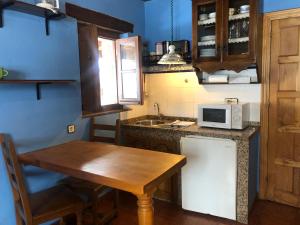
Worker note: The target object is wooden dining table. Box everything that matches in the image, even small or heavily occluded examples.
[19,141,186,225]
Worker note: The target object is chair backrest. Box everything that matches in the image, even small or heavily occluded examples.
[0,134,32,225]
[90,118,120,145]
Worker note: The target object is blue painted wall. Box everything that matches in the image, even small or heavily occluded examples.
[0,0,144,225]
[264,0,300,12]
[145,0,300,51]
[145,0,192,51]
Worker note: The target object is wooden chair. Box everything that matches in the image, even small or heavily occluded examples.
[0,134,84,225]
[62,118,120,225]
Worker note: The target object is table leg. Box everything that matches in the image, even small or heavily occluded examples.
[137,194,154,225]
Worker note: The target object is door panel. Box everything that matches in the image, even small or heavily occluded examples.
[268,17,300,207]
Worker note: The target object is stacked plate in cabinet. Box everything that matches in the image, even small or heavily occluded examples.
[199,35,216,57]
[200,48,216,57]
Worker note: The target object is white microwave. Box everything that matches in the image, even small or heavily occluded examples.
[198,103,250,130]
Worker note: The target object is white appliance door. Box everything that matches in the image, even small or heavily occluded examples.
[181,136,237,220]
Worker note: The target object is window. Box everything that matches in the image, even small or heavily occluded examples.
[98,38,118,106]
[78,24,143,116]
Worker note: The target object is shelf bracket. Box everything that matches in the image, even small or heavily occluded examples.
[45,17,49,36]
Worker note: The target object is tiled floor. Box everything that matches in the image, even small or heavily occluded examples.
[106,193,300,225]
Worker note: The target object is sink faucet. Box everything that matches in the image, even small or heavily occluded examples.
[153,102,163,119]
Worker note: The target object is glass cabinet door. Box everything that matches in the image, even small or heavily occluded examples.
[194,0,222,61]
[223,0,252,58]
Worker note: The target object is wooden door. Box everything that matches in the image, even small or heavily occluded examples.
[267,17,300,207]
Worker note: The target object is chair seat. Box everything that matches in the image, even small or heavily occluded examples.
[29,186,85,224]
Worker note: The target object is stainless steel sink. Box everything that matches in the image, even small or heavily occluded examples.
[135,120,169,126]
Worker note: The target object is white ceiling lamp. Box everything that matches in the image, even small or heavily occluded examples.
[158,0,186,65]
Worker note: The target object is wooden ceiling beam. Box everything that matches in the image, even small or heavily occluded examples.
[66,3,134,34]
________
# Exercise aim:
Copy every entry above word for word, with its bounding boxes, and leave the pictures out.

# Solution:
Worker note: The target object is wooden dining table. Box everything that matches in the image, even small or heavily occluded examples.
[19,141,186,225]
Worker note: The target object is chair backrest. Box everything that matches in the image, even small or heavily occluded examples.
[0,134,32,225]
[90,118,120,145]
Worker note: The target object is blue painted wall. Box everything that matches in the image, even small or heavily occluded examples.
[0,0,144,225]
[264,0,300,12]
[145,0,300,51]
[145,0,192,51]
Worker note: The target object is wooden chair. Box everything that matches in the image, even small or heavily occluded examples.
[0,134,84,225]
[62,118,120,225]
Worker note: The target object is table leg. Box everything that matches in the image, even small or heavily occluded examples.
[137,194,154,225]
Worker note: The target object is door panel. Box everything that matches in the image, even small or heavily occluded examples.
[268,17,300,207]
Worker note: The target object is stacked plate in cabinet. Box everything that matches in the image, even small or heavily occluded examples.
[199,35,216,57]
[200,48,216,57]
Worker note: The target object is white microwave. Box everything that matches in the image, even small or heavily occluded examples.
[198,103,250,130]
Worker note: The target object is white appliance door. Box everything that matches in the image, even small or heavily occluded examples.
[181,136,237,220]
Worker note: The target object is window. Box everything that matches in the image, even small or heavily occluded examples.
[98,38,118,106]
[78,24,143,116]
Worker note: The target object is shelf bracket. Box everything that matches in the image, even small or heavily occluded examples.
[45,17,49,36]
Worker note: The target object is tiled floor. Box everything that matches in the image, even small or heavily occluded examples.
[106,193,300,225]
Worker note: The target object is sink faucet. Box everything that matches in the image, even small or heavily occluded examples.
[153,102,163,119]
Worker note: The target object is glass cabinet door. Box everything that matches in the image, even small or heavily occluded examples.
[194,0,222,61]
[223,0,252,58]
Worker note: The target object is wooden door. Box everything that matches in the image, even small or heavily occluded examples.
[267,17,300,207]
Worker note: The target object is chair seat. Box everything that matches in the image, even small or heavily occluded examples.
[29,186,85,224]
Worker note: The target object is stainless steel sink. Box everything that matches in the image, even small or heavily occluded examples.
[135,120,169,126]
Worker note: The target object is white ceiling lamp. Box everything that matches in the image, even small or heavily occluded examples.
[158,0,186,65]
Worker note: The target object is wooden ceiling beam. Box everything that matches in the image, even small or heavily occluded examples.
[66,3,134,34]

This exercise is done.